--- START ---
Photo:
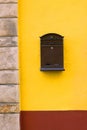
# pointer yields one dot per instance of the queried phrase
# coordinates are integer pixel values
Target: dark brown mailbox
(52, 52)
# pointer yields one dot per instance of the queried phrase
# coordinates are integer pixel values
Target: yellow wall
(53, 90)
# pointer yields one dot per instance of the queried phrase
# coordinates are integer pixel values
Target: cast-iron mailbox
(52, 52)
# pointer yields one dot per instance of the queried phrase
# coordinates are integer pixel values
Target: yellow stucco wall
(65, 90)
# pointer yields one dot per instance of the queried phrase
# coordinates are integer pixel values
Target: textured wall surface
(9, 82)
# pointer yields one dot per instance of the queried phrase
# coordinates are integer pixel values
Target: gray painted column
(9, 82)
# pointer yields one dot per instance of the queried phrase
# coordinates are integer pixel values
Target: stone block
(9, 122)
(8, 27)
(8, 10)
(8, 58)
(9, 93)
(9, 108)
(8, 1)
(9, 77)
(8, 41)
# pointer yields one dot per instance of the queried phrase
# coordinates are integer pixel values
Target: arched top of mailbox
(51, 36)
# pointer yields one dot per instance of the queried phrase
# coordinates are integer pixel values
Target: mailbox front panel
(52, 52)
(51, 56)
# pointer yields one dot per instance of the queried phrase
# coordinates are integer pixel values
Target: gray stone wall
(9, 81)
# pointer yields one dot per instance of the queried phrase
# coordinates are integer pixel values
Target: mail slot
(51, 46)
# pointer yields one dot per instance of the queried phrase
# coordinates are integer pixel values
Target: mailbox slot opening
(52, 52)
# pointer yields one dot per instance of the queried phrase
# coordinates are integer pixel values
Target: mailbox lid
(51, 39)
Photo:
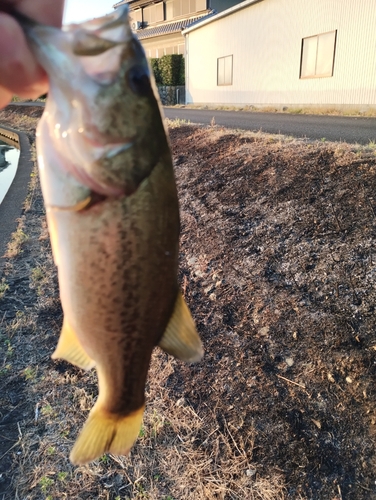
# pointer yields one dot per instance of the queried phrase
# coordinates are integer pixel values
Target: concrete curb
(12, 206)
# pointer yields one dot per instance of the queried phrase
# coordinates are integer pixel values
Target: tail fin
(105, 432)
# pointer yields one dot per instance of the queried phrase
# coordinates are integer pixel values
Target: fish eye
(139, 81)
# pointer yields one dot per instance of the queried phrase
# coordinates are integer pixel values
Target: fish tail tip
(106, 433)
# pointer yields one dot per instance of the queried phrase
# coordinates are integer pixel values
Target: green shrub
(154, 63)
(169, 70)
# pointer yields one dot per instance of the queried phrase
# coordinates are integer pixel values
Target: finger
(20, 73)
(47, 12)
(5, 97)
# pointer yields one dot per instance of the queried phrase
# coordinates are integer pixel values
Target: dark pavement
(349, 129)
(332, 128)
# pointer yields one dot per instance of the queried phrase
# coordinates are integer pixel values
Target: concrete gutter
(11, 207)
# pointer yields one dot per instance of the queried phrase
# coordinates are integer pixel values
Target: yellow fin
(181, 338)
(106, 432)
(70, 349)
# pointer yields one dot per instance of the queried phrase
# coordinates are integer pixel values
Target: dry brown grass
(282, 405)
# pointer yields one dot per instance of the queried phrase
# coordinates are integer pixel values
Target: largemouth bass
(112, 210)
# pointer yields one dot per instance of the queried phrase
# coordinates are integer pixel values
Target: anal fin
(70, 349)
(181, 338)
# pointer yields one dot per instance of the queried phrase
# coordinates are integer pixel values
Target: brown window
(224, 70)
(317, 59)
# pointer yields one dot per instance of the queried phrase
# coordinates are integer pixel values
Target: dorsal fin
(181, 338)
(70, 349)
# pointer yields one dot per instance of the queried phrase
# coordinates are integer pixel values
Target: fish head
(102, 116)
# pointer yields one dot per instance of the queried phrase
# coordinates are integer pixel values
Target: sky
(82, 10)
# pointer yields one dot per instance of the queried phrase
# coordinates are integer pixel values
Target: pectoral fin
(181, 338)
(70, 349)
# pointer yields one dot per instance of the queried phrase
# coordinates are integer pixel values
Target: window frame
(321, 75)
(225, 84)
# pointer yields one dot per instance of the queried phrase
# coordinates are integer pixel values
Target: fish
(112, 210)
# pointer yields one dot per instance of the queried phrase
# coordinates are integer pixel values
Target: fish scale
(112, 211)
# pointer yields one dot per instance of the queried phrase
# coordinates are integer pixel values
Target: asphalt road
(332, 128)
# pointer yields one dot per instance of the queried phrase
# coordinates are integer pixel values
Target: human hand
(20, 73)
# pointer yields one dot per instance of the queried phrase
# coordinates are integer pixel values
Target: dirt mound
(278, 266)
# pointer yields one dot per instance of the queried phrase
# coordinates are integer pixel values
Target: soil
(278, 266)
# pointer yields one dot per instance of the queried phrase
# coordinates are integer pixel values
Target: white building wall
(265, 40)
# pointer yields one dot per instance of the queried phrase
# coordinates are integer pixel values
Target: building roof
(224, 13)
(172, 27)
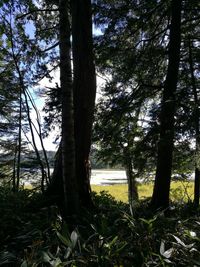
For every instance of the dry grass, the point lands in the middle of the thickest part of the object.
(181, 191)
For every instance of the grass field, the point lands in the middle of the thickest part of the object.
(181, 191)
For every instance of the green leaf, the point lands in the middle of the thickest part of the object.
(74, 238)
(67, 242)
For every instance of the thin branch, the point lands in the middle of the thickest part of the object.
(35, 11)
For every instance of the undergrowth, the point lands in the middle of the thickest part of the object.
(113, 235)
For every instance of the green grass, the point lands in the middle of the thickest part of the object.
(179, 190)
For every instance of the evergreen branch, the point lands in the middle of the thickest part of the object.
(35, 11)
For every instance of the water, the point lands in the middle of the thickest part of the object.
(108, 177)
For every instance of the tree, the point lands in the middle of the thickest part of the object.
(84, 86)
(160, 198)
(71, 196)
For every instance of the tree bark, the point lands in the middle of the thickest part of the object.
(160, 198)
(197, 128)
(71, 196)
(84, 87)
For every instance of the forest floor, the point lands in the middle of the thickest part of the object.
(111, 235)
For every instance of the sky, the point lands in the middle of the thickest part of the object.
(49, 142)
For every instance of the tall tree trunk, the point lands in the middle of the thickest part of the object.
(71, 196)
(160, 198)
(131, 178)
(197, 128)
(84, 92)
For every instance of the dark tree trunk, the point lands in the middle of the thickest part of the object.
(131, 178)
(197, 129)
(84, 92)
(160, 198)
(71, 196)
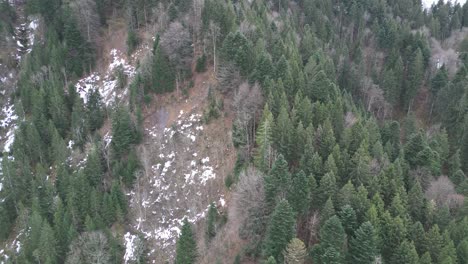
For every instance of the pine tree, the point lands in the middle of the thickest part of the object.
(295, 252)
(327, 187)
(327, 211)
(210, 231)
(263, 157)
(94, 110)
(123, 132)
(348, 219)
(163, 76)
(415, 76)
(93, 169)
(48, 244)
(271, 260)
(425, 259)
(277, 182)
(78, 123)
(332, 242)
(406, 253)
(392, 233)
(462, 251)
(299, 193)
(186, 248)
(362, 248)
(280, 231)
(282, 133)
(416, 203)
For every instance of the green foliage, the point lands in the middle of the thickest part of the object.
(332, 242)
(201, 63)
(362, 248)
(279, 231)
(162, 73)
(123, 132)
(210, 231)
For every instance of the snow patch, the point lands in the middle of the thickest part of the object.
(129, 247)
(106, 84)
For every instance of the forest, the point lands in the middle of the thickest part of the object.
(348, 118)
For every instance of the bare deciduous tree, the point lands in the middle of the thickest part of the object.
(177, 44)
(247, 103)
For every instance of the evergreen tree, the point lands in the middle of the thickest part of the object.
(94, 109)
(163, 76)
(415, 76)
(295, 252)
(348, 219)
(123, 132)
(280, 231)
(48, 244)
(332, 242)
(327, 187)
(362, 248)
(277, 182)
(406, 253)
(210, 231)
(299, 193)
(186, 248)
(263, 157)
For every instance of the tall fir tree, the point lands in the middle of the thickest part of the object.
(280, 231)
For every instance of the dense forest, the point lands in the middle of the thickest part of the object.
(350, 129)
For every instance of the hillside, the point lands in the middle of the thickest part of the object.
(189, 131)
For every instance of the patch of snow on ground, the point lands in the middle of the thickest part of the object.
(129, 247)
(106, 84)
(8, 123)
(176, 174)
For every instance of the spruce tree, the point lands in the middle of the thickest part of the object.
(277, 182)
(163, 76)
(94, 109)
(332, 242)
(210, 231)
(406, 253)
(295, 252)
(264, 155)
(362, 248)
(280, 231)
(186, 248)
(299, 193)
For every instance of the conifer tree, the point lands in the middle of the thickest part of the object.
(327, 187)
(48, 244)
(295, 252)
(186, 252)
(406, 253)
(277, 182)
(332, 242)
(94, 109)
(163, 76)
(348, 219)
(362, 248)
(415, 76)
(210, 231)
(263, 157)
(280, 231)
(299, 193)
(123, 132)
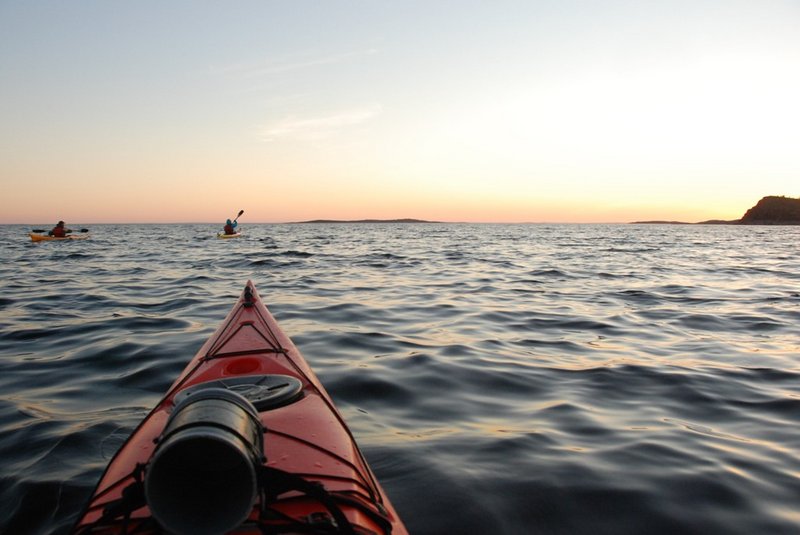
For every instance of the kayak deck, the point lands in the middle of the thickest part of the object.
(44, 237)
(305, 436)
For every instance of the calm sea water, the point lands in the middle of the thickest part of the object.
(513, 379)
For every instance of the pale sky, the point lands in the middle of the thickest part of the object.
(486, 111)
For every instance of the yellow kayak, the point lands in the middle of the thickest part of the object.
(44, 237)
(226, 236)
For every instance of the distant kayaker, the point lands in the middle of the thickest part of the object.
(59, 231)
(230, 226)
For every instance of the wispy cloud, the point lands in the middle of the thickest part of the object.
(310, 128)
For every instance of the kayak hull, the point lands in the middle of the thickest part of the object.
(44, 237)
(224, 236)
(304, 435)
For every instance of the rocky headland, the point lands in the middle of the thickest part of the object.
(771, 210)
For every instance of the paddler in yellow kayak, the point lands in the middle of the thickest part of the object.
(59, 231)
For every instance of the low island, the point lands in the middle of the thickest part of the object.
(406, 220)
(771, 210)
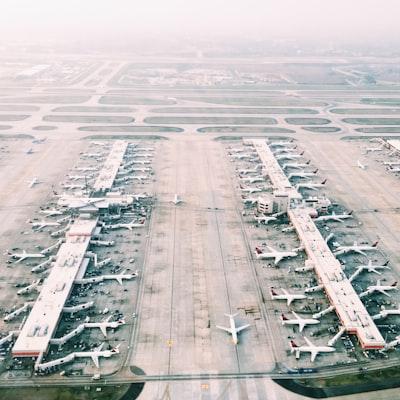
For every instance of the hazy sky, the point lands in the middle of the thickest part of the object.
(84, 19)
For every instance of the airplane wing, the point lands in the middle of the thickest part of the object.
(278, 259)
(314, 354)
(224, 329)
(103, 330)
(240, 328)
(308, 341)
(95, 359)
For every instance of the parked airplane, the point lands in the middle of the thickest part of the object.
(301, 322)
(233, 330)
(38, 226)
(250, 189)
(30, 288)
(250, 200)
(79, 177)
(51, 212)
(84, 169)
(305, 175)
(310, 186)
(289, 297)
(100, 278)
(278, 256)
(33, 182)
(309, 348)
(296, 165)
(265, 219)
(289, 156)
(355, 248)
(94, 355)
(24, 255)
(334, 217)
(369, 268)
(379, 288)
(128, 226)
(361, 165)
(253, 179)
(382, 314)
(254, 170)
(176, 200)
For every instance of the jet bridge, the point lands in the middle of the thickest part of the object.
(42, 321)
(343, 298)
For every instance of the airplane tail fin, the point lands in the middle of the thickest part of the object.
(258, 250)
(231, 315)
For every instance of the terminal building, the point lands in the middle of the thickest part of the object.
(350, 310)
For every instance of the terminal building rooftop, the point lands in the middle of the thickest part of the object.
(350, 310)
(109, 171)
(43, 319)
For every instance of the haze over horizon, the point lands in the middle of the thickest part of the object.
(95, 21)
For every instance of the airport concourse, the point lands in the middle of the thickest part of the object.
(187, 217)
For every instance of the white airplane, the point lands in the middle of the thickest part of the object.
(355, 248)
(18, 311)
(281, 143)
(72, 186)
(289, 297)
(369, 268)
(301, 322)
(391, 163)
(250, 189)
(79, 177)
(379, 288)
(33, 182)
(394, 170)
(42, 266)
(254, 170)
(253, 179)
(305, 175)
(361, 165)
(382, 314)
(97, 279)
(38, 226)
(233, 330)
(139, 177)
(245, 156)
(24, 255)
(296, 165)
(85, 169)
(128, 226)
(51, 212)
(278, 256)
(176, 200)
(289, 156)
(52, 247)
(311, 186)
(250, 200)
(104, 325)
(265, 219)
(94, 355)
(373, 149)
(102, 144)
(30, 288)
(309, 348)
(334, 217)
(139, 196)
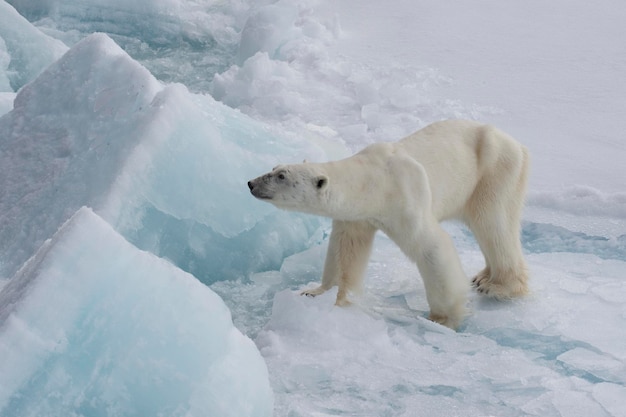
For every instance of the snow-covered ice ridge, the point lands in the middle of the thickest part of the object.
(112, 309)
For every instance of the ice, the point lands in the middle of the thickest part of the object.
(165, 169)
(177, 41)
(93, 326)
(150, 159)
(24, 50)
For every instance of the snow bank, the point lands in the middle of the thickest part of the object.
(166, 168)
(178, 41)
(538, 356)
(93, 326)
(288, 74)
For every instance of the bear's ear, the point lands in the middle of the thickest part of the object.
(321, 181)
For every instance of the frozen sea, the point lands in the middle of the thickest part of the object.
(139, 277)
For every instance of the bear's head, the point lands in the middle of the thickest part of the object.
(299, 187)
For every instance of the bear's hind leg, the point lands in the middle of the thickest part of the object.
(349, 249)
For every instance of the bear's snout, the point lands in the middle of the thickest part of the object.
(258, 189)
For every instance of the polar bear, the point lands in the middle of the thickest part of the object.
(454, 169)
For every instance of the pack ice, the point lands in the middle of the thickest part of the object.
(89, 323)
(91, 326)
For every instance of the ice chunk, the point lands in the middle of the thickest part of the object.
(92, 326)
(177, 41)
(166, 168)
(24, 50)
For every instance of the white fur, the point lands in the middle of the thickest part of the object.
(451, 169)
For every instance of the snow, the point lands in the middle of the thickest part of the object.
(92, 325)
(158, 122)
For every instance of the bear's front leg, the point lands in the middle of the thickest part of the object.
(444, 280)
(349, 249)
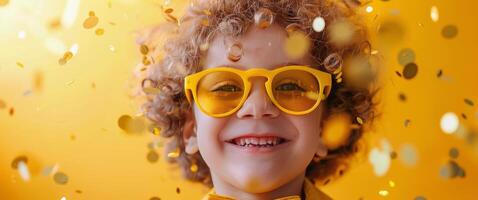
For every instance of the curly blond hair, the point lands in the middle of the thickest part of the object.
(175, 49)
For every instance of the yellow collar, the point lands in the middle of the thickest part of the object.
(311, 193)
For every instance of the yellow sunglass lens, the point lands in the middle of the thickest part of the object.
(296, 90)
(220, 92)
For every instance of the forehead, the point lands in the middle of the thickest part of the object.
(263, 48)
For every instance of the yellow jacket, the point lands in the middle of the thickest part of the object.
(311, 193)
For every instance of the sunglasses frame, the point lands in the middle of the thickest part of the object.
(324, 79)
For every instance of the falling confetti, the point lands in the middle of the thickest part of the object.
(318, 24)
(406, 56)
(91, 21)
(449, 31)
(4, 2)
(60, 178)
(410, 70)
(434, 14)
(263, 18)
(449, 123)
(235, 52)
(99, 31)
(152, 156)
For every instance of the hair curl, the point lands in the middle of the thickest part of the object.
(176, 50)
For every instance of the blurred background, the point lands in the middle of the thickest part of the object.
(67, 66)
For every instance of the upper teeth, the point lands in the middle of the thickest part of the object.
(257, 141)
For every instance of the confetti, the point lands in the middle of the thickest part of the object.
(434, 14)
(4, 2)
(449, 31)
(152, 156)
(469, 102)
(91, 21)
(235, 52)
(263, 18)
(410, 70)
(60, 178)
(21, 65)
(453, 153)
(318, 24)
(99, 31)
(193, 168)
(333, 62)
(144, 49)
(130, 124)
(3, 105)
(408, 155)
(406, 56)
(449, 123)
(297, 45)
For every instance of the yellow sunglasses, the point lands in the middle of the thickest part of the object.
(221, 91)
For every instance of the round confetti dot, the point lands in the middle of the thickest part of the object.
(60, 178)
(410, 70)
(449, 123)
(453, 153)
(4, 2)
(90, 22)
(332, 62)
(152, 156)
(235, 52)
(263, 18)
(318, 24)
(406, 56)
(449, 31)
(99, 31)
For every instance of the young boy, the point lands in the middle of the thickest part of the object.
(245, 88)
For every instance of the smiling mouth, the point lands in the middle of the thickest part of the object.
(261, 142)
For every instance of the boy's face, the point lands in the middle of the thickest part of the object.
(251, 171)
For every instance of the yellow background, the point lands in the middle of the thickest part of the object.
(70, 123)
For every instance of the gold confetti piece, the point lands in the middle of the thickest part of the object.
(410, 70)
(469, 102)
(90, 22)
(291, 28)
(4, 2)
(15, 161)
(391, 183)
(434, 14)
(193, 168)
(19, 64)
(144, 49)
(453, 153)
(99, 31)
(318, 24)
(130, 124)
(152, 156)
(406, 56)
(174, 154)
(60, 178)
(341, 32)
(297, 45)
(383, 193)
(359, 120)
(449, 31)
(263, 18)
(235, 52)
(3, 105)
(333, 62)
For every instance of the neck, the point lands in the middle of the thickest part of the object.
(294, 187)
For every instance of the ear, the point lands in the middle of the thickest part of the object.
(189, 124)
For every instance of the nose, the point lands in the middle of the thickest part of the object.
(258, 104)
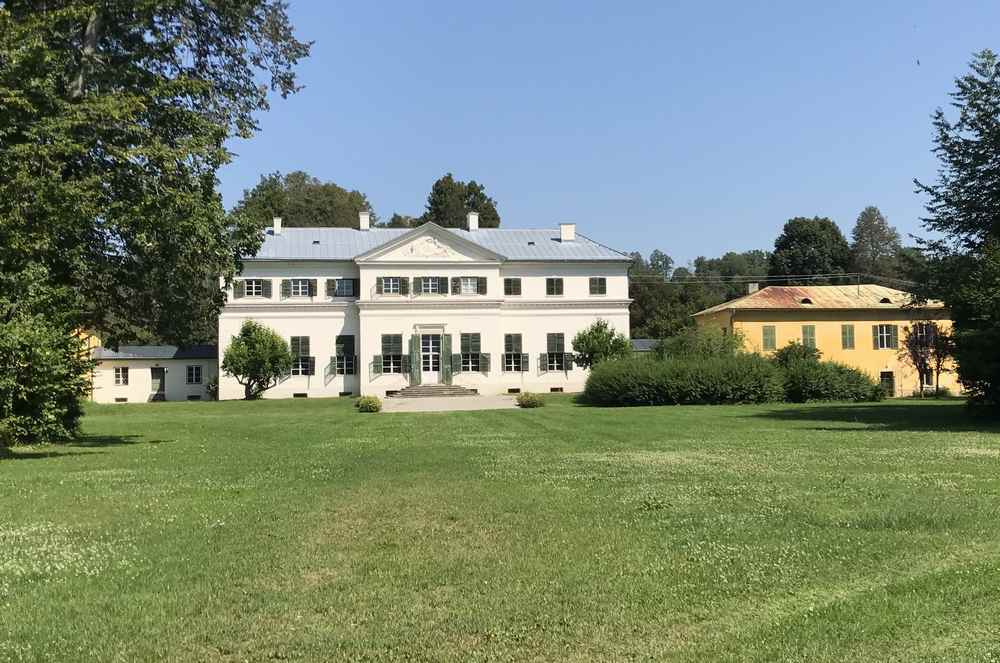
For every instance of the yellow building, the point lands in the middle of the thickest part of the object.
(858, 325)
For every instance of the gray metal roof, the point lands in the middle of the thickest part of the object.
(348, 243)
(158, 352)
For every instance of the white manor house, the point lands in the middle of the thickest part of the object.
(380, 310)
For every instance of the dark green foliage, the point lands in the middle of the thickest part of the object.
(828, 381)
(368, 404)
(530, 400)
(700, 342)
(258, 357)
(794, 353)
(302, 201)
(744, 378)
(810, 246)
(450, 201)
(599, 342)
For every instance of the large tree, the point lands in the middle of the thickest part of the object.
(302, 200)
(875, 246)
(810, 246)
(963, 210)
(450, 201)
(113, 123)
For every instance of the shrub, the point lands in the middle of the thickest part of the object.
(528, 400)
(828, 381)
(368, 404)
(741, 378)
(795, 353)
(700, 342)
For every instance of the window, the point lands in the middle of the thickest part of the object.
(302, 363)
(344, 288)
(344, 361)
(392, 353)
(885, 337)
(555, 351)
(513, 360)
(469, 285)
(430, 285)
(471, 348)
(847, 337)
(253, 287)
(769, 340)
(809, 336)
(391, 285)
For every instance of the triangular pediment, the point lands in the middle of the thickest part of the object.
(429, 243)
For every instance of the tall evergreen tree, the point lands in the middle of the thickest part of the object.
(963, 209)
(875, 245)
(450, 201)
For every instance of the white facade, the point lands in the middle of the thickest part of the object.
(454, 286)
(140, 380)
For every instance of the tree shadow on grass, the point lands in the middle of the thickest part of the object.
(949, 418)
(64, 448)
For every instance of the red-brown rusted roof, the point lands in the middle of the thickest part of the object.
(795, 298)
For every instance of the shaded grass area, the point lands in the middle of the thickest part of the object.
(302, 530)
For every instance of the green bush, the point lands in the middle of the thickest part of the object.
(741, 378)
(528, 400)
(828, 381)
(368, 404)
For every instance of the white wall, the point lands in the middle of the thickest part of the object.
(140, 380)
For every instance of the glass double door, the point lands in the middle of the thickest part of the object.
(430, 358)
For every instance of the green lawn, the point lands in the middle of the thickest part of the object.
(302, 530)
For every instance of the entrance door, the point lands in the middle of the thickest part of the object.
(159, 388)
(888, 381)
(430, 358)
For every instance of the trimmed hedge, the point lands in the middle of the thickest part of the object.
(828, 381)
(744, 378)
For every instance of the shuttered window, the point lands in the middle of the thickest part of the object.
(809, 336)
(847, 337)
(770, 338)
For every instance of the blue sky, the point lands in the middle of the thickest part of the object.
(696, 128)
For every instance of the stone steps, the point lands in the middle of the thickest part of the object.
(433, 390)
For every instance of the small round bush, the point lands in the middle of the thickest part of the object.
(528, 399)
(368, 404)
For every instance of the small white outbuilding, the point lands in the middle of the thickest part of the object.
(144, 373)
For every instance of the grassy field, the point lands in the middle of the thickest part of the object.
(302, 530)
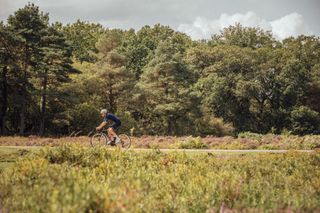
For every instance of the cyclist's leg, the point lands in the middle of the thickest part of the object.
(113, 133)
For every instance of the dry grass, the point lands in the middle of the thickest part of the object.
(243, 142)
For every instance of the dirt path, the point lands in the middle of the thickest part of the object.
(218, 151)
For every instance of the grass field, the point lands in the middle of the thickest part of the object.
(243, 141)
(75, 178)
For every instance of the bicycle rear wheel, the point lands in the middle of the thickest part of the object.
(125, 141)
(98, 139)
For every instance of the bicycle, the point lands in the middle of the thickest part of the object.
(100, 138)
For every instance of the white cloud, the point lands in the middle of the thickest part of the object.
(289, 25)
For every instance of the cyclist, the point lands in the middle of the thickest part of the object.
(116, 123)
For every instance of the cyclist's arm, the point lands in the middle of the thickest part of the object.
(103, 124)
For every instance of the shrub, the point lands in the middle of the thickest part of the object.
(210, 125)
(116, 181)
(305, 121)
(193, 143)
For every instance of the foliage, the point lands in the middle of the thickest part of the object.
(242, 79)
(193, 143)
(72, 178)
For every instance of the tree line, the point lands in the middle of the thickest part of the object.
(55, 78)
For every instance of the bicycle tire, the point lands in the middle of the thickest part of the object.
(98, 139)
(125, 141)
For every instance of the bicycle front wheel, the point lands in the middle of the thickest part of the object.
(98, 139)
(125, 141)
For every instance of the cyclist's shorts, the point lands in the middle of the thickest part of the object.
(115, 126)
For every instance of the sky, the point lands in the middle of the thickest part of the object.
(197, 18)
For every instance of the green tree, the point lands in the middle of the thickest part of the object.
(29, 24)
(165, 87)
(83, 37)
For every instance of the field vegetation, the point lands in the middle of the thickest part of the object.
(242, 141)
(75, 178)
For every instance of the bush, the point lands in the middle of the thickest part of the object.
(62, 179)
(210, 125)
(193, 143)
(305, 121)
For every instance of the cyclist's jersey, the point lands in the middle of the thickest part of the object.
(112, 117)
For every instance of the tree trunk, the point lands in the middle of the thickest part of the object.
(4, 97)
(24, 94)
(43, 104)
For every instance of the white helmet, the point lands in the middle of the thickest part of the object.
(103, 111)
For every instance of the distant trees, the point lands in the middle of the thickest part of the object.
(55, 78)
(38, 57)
--- END ---
## Required work
With the line containing "For every instance of the tree line, the" as the first, output each line through the final line of the entries above, exactly.

## Solution to this task
For every instance of the tree line, the point lands in the middle of the thickest part of the object.
(55, 78)
For every instance of the bicycle tire, the point lands in the middle of the thickest part of the object.
(98, 139)
(125, 141)
For every instance of the bicycle front wheel, the point lands in the middle of the thickest part of the object.
(98, 139)
(125, 141)
For every instance of the cyclist's shorts, the point lands in the middle of the thickest part of the object.
(115, 126)
For every instance of the sky, the point lands in the middle of the thickest part of the object.
(197, 18)
For every instance of the green tree, the point lands in the middle of the thickest part of the object.
(29, 24)
(165, 87)
(83, 37)
For every instance of the field vegetation, the point lands in the middle of the thickest part of the object.
(242, 141)
(75, 178)
For every instance of the bush, the point lands in the middle of the thickest part of the object.
(62, 179)
(210, 125)
(193, 143)
(305, 121)
For every instance of the cyclist's jersey, the point lands in the middle of the thickest part of the object.
(112, 117)
For every instance of the tree trunk, the point lands in the middle of the thickest part of the object.
(4, 97)
(24, 94)
(43, 104)
For every instance of the white helmet, the point lands in the middle of the thickest part of the object.
(103, 111)
For every instance of the distant trees, the point lands in the middle of the thickest part of the object.
(55, 78)
(38, 57)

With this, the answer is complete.